***** Texto de la página *****
Llegar a la conclusión de que sus padres y madres no lo saben todo, necesitar desesperadamente sentirse aceptados precisamente por sus defectos y otros desvaríos (que ocultan, como un iceberg) un dolor que no siempre halla una válvula de escape aceptable, suponen un duro golpe, que en no pocos casos los obliga a desechar el “yo” que habían construido en la etapa de la primaria y, a diferencia del reptil que cambia de piel, no siempre tienen una segunda piel debajo, con lo que muchos de ellos buscan fuera del hogar lo que creen que no tienen en él.

Hasta ahí hablamos de adolescencia, de algo que todos los adultos hemos vivido (en mayor o menor medida), aunque no siempre queramos recordarlo.

Pero cuando analizamos en detalle las circunstancias que forman parte de algunas de sus vidas la tan ansiada meta de la titulación se va alejando de su alcance.

Efectivamente, hay cada vez más casos de alumnos que viven en familias desestructuradas, lo que viene siendo una palabra muy larga para referirse a la incontestable realidad de quien llega a casa y no tiene que rendir cuentas ante ningún adulto, o bien porque trabaja fuera o bien porque simplemente está a otras cosas. Pretender que un alumno con esta situación sea capaz de aparcar todo lo anteriormente citado sobre la edad en la que se encuentra y que pueda encontrar el aplomo y la rectitud imprescindibles para afrontar un curso académico, haciendo los deberes, estudiando, y además supliendo en su hogar todo lo que nadie más hará en su lugar, es una quimera que roza la irresponsabilidad.
*****
Según el texto sobre la adolescencia, ¿por qué muchos adolescentes buscan fuera del hogar lo que creen que no tienen en él? Responde en una o dos oraciones.
***** Información proporcionada *****
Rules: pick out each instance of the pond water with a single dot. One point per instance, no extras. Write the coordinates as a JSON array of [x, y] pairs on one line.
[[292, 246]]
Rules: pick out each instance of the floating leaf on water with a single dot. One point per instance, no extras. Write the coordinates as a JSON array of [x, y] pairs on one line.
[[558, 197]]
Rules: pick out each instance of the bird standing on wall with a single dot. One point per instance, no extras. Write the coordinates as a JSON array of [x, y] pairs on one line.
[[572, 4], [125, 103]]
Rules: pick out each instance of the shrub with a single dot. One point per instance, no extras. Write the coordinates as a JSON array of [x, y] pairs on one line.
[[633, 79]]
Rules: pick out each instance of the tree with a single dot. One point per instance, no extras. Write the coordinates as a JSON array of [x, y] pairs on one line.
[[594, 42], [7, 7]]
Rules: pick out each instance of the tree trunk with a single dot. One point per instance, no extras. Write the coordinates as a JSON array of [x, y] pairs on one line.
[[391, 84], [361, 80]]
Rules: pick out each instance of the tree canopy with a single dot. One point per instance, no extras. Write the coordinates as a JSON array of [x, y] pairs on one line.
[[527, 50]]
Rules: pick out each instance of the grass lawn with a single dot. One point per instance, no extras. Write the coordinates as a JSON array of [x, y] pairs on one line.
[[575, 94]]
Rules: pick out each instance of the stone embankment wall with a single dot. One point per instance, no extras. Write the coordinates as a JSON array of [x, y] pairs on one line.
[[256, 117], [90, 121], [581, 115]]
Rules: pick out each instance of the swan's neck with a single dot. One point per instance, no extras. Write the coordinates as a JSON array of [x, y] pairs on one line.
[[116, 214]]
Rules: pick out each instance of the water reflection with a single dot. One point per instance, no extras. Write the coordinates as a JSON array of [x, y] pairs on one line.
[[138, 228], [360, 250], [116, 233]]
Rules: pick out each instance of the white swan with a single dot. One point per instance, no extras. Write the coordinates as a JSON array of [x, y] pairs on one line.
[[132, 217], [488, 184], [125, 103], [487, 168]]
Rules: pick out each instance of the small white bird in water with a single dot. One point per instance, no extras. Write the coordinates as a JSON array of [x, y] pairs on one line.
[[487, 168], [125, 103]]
*****
**Respuesta**:
Descubrir que sus padres y madres no lo saben todo, necesitar ser aceptados por sus defectos y cargar con un dolor que no siempre halla una válvula de escape aceptable les supone un duro golpe. En no pocos casos, ese golpe los obliga a desechar el “yo” que habían construido en la primaria y, a diferencia del reptil que cambia de piel, no siempre tienen una segunda piel debajo.